-- Opening Marker --

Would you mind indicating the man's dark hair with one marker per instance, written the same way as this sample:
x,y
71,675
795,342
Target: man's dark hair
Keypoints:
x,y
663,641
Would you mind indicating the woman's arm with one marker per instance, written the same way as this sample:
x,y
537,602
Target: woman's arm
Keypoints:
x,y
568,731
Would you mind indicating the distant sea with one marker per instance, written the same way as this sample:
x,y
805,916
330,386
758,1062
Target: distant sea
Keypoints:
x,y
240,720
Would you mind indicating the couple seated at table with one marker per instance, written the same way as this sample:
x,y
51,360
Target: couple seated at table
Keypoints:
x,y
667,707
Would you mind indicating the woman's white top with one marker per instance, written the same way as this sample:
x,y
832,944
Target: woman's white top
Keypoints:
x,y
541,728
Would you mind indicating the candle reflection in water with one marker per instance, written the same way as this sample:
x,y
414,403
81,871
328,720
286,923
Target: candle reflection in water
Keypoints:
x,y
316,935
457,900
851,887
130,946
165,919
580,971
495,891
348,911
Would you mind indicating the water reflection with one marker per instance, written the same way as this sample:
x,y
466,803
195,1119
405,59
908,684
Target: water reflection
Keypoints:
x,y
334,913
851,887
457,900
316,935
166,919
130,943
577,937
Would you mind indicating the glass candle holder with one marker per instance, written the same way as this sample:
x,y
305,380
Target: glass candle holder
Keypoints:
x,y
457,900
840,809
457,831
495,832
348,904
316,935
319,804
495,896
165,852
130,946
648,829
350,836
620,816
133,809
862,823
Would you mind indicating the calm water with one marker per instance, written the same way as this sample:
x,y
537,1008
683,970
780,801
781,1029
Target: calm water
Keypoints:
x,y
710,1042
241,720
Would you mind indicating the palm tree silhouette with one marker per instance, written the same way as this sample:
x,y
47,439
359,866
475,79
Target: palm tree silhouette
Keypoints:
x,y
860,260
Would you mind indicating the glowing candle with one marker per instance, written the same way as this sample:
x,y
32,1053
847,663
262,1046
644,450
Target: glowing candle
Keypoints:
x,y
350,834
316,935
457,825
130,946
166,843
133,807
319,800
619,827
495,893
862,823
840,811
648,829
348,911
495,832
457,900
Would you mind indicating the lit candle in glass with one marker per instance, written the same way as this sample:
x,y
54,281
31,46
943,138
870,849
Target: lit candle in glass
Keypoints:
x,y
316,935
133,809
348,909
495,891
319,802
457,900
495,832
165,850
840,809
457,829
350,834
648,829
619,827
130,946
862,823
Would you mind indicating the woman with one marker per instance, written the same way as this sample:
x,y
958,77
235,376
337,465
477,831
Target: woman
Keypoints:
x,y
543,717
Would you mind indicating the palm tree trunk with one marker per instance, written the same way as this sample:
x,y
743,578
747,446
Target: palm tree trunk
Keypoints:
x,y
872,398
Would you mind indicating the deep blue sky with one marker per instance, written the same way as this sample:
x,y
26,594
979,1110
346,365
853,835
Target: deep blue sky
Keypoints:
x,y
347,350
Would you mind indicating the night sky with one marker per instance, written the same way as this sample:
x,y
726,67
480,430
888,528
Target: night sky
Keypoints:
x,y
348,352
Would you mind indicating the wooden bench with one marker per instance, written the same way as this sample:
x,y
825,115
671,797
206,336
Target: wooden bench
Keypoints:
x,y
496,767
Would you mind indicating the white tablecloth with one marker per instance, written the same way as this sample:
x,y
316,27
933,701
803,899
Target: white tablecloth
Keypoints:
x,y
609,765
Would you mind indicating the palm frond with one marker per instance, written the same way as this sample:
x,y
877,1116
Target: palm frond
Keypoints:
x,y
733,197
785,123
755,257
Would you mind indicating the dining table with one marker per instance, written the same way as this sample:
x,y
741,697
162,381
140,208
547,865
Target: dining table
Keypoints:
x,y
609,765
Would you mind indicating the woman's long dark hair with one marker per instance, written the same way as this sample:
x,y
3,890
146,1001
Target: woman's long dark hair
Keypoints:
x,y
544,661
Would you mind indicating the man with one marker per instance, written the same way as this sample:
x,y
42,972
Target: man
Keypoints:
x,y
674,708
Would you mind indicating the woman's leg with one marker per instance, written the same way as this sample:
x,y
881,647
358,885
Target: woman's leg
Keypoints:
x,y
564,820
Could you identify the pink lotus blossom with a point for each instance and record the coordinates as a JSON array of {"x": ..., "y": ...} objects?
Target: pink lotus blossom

-- Closing Marker --

All of the entries above need to be reproduced exactly.

Would you mind indicating the man's dark hair with one marker per instance, written the same way as this sample:
x,y
71,675
795,342
Target: man's dark hair
Keypoints:
x,y
663,641
Would you mind indicating the woman's arm with one marker per instance, written the same way as this sample:
x,y
537,602
Target: woman's arm
Keypoints:
x,y
568,731
Would you mind indicating the distant sea with one marker per instance, written the same way as this sample:
x,y
805,916
330,386
758,1062
Target: distant sea
Keypoints:
x,y
240,720
Would you mind indicating the couple seated at table with one marker per instance, written the same way as this sample:
x,y
51,360
Target: couple seated at table
Keypoints:
x,y
667,707
Would you mind indicating the woman's white top with one marker per instance, written the same way as this sample:
x,y
832,944
Target: woman's white top
Keypoints:
x,y
541,728
Would you mind indicating the candle reflection in water with one marker per instance, written the same way as this sample:
x,y
414,403
81,871
328,720
286,923
Target: candle reflection in water
Keypoints:
x,y
316,935
457,900
851,887
130,946
165,919
580,971
495,891
348,911
Would you mind indicating the water reflection with one marker per instance, written the same way as this sample:
x,y
466,803
195,1119
405,59
908,684
Target: water reflection
Keypoints:
x,y
334,913
851,887
457,900
316,935
166,919
130,943
577,937
Would you mind indicating the glass candle holder with one marker per instance, written the same way as this sample:
x,y
305,380
Target: glass candle holder
Keypoints:
x,y
457,900
840,809
457,831
495,832
348,904
316,935
319,804
495,896
165,852
130,946
648,829
350,836
620,816
133,809
862,823
Would you mind indicating the calm water with one marker per instance, written the same way as this sample:
x,y
537,1008
683,970
780,801
781,1029
Target: calm water
Keypoints:
x,y
710,1042
241,720
Would you mind indicating the palm tree silhouette with one marker per instance, written the same way as this sample:
x,y
47,439
359,866
475,79
Target: palm tree silhouette
Keypoints:
x,y
860,260
Would you mind indicating the glowing candle with one marker per instance, written the same way as this sample:
x,y
32,1053
847,663
262,1046
644,450
Target: glowing candle
Keypoints:
x,y
350,834
316,935
457,825
130,946
166,843
133,807
319,800
619,827
495,893
862,823
840,811
648,829
348,911
495,832
457,900
Would you mind indicating the lit candle in glass with one marker per instance, written the same way as this sample:
x,y
54,281
31,46
943,138
870,849
Target: lit candle in glass
Keypoints:
x,y
316,935
133,809
348,909
495,891
319,802
457,900
495,832
165,850
840,809
457,829
350,834
648,829
619,827
130,946
862,823
Would you mind indicating the woman with one marker per instance, written the same way as this sample:
x,y
958,77
235,376
337,465
477,831
Target: woman
Keypoints:
x,y
543,717
Would you mind indicating the palm tree trunk with one marker per instance, written the same way as this sample:
x,y
743,578
747,446
Target: palm tree trunk
Keypoints:
x,y
872,398
Would you mind indicating the deep blue sky with one marker per instance, written the same way as this sample:
x,y
26,594
979,1110
346,365
853,835
Target: deep blue sky
Keypoints:
x,y
347,350
Would you mind indicating the night sky with one marker per instance, written the same way as this sample:
x,y
726,67
480,430
888,528
Target: night sky
Keypoints:
x,y
348,352
Would you mind indicating the wooden bench with one marker per instance, written the same way as this sample:
x,y
825,115
671,797
206,336
Target: wooden bench
Keypoints:
x,y
496,767
Would you mind indicating the white tablecloth with one marker per instance, written the same way as this sample:
x,y
316,27
933,701
803,899
Target: white tablecloth
Keypoints:
x,y
609,765
Would you mind indicating the palm frond with one marker per instance, written the same way as this sample:
x,y
877,1116
Target: palm frond
Keypoints:
x,y
733,197
785,123
755,257
Would you mind indicating the dining table with one marker per instance, written the same way as this sample:
x,y
741,697
162,381
140,208
547,865
Target: dining table
Keypoints:
x,y
609,765
Would you mind indicating the woman's long dark hair with one marker per instance, written the same way as this sample:
x,y
3,890
146,1001
Target: woman's long dark hair
Keypoints:
x,y
544,661
Would you mind indicating the man with one marker per instance, written the same way as this sample:
x,y
42,972
Target: man
Keypoints:
x,y
674,708
Would you mind indicating the woman's leg with one marker per instance, written the same way as this sample:
x,y
881,647
358,885
Target: woman's leg
Keypoints:
x,y
564,820
Could you identify the pink lotus blossom with a point for each instance and record the coordinates as a JSON array of {"x": ..., "y": ...} objects?
Target: pink lotus blossom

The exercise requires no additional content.